A Little Reminder To Be

By Samantha Mardell

A key to life is freshness of being. Perpetual rejuvenation of our experiences, or the altering of our perception keeps us fresh.

There is not much to be gained from judging one experience against another (they are all of value), but I am irresistibly drawn to experiment!

I need to keep the energy flowing – to pull myself out of The Comfort Zone.

Actually, The Comfort Zone is a Fear Zone. Fear holds humans so easily in the same place - fear of the unknown, of the untried, of the moment that has not happened (and ironically will never happen in the way that I anticipate).

It is so easy to worry about consequences and forget to just act in this moment, which in reality is safe and painless.
 

 

It’s pointless to judge my feelings, my very being, or others. I need to let it all flow and abandon the search for bewildering explanations.

Emotions are the ripples of energy interchange. I soak up the energies of others around me, judge and filter them, and pass them onwards. They are often inexplicable and easily moved through.

Relax, I tell myself. We are creatures of electricity and water. This is how we are designed. There is nothing wrong with me; I just need to keep moving. To drink lots of water, exercise and focus on the breath.

I need to respect others and to respect myself. To move with grace - project this and it comes back as a gift, often. Let it become first nature – then my perspective on life changes naturally.  I experience the sublime. I am no longer fragile and separate, but powerful and at one. This is reality.

■ ■ ■ ■ ■

• [TASK BRIEF]
Carry on the reflection about freshness of being and leaving the comfort zone, starting after its final sentence.

• [RECORDS]
■ ■ ■ ■ ■

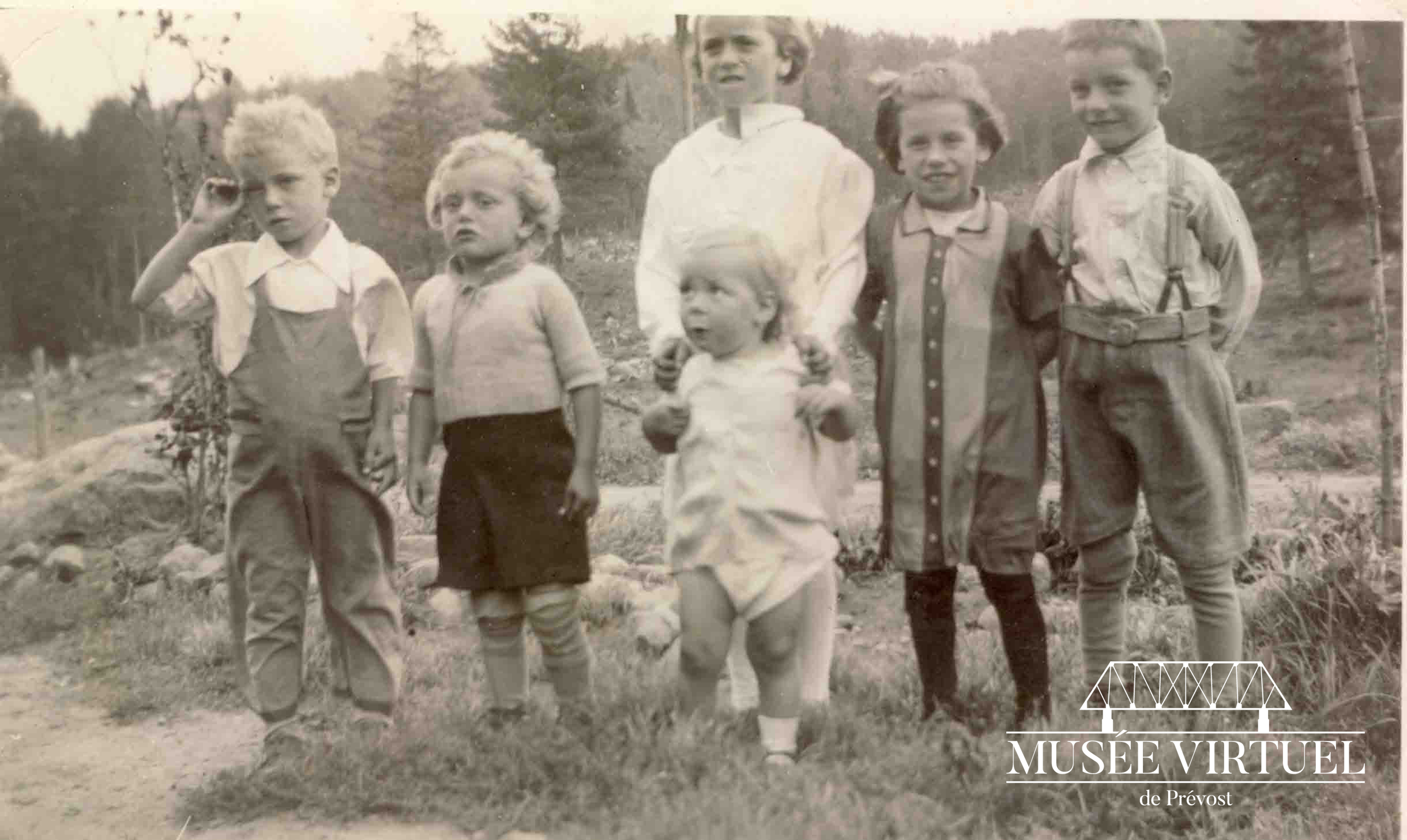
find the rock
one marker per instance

■ ■ ■ ■ ■

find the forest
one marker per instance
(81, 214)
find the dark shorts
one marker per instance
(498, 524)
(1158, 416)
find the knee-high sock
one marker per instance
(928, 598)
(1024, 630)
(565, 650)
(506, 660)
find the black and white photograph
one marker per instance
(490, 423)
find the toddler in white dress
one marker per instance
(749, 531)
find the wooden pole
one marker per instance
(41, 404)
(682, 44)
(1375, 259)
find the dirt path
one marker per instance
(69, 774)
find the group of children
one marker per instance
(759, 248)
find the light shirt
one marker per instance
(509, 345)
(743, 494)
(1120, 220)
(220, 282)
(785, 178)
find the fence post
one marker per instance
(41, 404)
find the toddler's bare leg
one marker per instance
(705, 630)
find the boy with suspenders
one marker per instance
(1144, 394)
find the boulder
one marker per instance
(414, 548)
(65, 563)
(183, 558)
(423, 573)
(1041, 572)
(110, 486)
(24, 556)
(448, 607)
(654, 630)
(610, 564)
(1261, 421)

■ ■ ■ ■ ■

• [REPLY TO THE TASK]
What is pain? Fear of loss and separation. A forgetting of my strength to cope, survive and expand. Each one of us is enormous in potential… but I still doubt that.

I forget, and am surprised when I glide into achievement - when I flow freely and enjoy. When I flow within myself, when I trust and remember, I ‘am’ my true self, not separate from others but part of an infinite network.

When we move, the air around us moves. It ripples onto the next person’s experience and on to another. Often I am unaware of this goodness interchange, but when I send or receive ripples of aggression, I am fully aware.

Our focus on seemingly negative patterns of behaviour, and feeling, become huge and unfathomable. I panic and scream. Emotions crash and sway, rush and subside. However, caught inside them I believe them to be endless, and therefore trap myself in stuck-ness and depression, anger and fear.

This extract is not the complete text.